• _WHAT THE TASK REQUIRES_:
Extract every line of the records below and reproduce each one unchanged, in its original order.

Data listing
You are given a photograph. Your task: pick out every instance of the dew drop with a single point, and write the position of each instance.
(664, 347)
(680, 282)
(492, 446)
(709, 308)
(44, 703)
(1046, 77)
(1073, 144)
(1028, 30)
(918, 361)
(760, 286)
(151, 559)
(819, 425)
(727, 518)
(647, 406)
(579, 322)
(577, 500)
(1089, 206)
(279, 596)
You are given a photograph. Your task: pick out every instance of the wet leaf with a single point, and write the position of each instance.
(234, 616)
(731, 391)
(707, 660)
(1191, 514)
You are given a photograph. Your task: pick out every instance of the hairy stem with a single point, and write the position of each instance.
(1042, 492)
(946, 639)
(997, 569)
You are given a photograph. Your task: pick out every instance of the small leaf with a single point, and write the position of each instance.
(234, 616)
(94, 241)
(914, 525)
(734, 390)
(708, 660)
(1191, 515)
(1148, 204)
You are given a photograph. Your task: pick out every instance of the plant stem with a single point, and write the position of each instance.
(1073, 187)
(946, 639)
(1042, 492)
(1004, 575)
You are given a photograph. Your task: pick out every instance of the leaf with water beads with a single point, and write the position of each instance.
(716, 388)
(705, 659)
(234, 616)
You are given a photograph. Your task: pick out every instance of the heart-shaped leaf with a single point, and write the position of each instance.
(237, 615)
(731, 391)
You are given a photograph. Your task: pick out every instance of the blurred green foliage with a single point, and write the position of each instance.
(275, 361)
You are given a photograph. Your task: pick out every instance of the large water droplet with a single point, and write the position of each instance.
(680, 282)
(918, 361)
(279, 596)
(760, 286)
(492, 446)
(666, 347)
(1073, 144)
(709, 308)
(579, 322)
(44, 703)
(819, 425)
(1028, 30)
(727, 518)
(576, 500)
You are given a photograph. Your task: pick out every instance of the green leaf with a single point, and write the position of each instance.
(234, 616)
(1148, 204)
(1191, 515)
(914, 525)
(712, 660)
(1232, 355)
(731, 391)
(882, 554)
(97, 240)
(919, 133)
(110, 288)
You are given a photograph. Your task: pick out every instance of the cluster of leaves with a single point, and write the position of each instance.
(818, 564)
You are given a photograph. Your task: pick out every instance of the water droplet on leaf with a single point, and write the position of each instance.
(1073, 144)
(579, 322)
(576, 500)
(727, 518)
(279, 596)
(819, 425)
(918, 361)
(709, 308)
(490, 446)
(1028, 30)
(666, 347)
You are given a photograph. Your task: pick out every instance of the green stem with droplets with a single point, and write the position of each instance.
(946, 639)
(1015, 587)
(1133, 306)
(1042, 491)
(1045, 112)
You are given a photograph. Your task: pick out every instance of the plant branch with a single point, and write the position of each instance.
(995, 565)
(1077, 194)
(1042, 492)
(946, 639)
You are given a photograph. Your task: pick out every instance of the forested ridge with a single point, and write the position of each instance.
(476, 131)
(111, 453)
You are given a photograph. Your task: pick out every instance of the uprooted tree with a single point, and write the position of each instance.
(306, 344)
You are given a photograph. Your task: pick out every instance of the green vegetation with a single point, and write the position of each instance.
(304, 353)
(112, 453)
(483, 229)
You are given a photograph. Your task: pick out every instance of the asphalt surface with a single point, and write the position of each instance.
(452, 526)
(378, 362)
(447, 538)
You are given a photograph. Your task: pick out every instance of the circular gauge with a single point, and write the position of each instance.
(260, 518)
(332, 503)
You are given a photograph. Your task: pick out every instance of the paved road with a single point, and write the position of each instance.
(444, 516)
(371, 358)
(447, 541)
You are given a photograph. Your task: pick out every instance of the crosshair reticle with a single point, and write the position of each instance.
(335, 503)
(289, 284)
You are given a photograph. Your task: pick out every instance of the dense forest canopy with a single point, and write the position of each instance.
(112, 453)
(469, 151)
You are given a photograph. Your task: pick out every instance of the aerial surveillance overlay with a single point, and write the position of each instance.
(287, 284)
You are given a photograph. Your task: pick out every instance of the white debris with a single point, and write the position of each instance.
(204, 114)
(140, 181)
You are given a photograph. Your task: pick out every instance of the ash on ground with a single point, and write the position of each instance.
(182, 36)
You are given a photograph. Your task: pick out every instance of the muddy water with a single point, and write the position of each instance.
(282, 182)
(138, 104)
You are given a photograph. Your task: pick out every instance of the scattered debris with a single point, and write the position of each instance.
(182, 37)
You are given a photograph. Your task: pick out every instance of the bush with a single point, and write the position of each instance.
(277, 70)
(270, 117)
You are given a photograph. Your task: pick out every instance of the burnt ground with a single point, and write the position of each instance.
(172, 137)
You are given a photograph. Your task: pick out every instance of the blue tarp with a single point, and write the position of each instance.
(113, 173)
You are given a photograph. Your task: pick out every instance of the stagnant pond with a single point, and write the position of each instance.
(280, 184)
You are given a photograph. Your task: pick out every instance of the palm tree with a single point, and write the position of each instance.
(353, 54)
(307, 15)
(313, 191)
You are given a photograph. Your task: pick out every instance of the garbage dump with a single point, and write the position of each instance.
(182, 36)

• _RIGHT ANSWER_:
You are given a photograph. Your task: pick out every instance of the dew drop with a single point, and write the position of each instance.
(664, 347)
(680, 282)
(492, 446)
(709, 308)
(44, 703)
(1046, 77)
(1073, 144)
(1028, 30)
(918, 361)
(760, 286)
(151, 559)
(819, 425)
(727, 518)
(647, 406)
(579, 322)
(577, 500)
(1089, 206)
(279, 596)
You are given a photograph. Your task: pick out every instance of the wet leaf with a single point, and write the position of each instance.
(234, 616)
(731, 391)
(707, 660)
(1191, 514)
You are given a photograph. Your task: pick out every instance of the hairy stem with a single point, and write the position of each instance.
(1042, 492)
(946, 639)
(997, 569)
You are given a photograph. Your task: pick out every instance of the small leaf with a single point, and write the position of each instance.
(234, 616)
(94, 241)
(914, 525)
(734, 390)
(708, 660)
(1191, 515)
(1148, 204)
You are given a photograph. Your task: pick out every instance of the plant stem with a single point, and write the position of each instance.
(1073, 187)
(946, 639)
(1042, 492)
(1004, 575)
You are given a photograph. Your task: pick out every instance of the leaf with water beads with a single point, and write the position of each instance.
(716, 388)
(705, 659)
(234, 616)
You are given a photograph. Your task: pick out every instance of the heart-shaped leaf with a single point, and write the position of each instance.
(237, 615)
(731, 391)
You are given a photograph. Your task: pick out every instance of the blurred green foliage with a single point, and write the position of each instance.
(275, 361)
You are given a photograph. Your task: pick out every instance of the large water droplet with a single point, and write the position of each instance.
(680, 282)
(918, 361)
(279, 596)
(760, 286)
(492, 446)
(666, 347)
(1073, 144)
(709, 308)
(579, 322)
(44, 703)
(819, 425)
(1028, 30)
(727, 518)
(576, 500)
You are given a photograph. Your task: pick out every instance of the green leaf with a single point, and write the position of each instance.
(234, 616)
(1148, 204)
(1191, 515)
(914, 525)
(712, 660)
(1232, 355)
(731, 391)
(882, 554)
(97, 240)
(919, 133)
(110, 288)
You are given a photograph. Your task: pick out every instance of the cluster of leaves with a single point, and write the position of each instance.
(818, 564)
You are given a photograph. Your task: pick out every instance of the water droplet on leaf with a single point, and write the position of each instance.
(1073, 144)
(579, 322)
(576, 500)
(727, 518)
(279, 596)
(819, 425)
(918, 361)
(709, 308)
(490, 446)
(1028, 30)
(666, 347)
You are given a photograph. Your task: pick out every instance of the green stem with droplets with a single point, and write the position of each instance.
(946, 639)
(1015, 587)
(1133, 306)
(1042, 491)
(1045, 112)
You are given a photograph. Your task: pick out every instance of the plant branch with a single point, and write the position of each instance.
(995, 565)
(1077, 194)
(1042, 492)
(946, 639)
You are given a photograph. Your task: pick out every instance of the forested ridge with a single point, and write the position of each instance.
(476, 131)
(111, 453)
You are given a photograph. Your task: pick out every instance of the uprooted tree with a single point, and write the position of each instance.
(306, 344)
You are given a photograph. Your task: pick out every instance of the green vegetation with a single point, and write the position of each instance.
(304, 353)
(112, 453)
(483, 229)
You are given a photograph. Your task: pick out every instance of the asphalt surface with a single point, and write the position of each instance.
(452, 526)
(378, 362)
(447, 538)
You are given a photograph. Your task: pick out every instance of the circular gauge with a single point, and write the position of each instance.
(260, 518)
(332, 503)
You are given a photograph. Your task: pick out every instance of the paved road with a single point, and write the position of each instance.
(444, 516)
(371, 358)
(447, 541)
You are given a photograph. Your task: pick out every instance of the crosshair reticle with a single point, and write the position of each instance.
(335, 503)
(289, 284)
You are given a photograph. Your task: pick out every instance of the dense forest canopy with a single point, and write the position of each instance.
(112, 453)
(469, 151)
You are given a photograph. Your task: pick out every instance of the aerial surveillance overlay with a single point, and write the position of each instance.
(287, 284)
You are given a photograph. Your task: pick out every instance of the white debris with a single point, and write the position of each instance.
(204, 114)
(140, 181)
You are given a photograph. Your task: pick out every instance of the ash on ground with a single point, and write the position of each instance.
(182, 36)
You are given a photograph. Your task: pick out every instance of the muddy water with a single point, and write the position of each instance.
(282, 182)
(138, 104)
You are given a photograph. Your task: pick out every instance of the scattered debris with a single point, and write the position of each instance.
(182, 37)
You are given a photograph. Your task: pick out every instance of the bush with a single point, and write the position of each instance.
(277, 70)
(270, 117)
You are given a photograph. Your task: pick out every instance of the burnt ground with a single point, and write the position of each instance.
(172, 137)
You are given a photograph. Your task: pick out every instance of the blue tarp with a single point, and write the position of each instance.
(113, 173)
You are given a photograph. Your task: pick out every instance of the stagnant pond with a single point, and write the position of each instance.
(280, 184)
You are given a photograph. Your task: pick out every instance of the palm tree with a single point, and write the position of each instance.
(353, 54)
(307, 15)
(313, 191)
You are given a photograph. Your task: pick out every instance of the garbage dump with a single point, and write the position of each instance.
(182, 36)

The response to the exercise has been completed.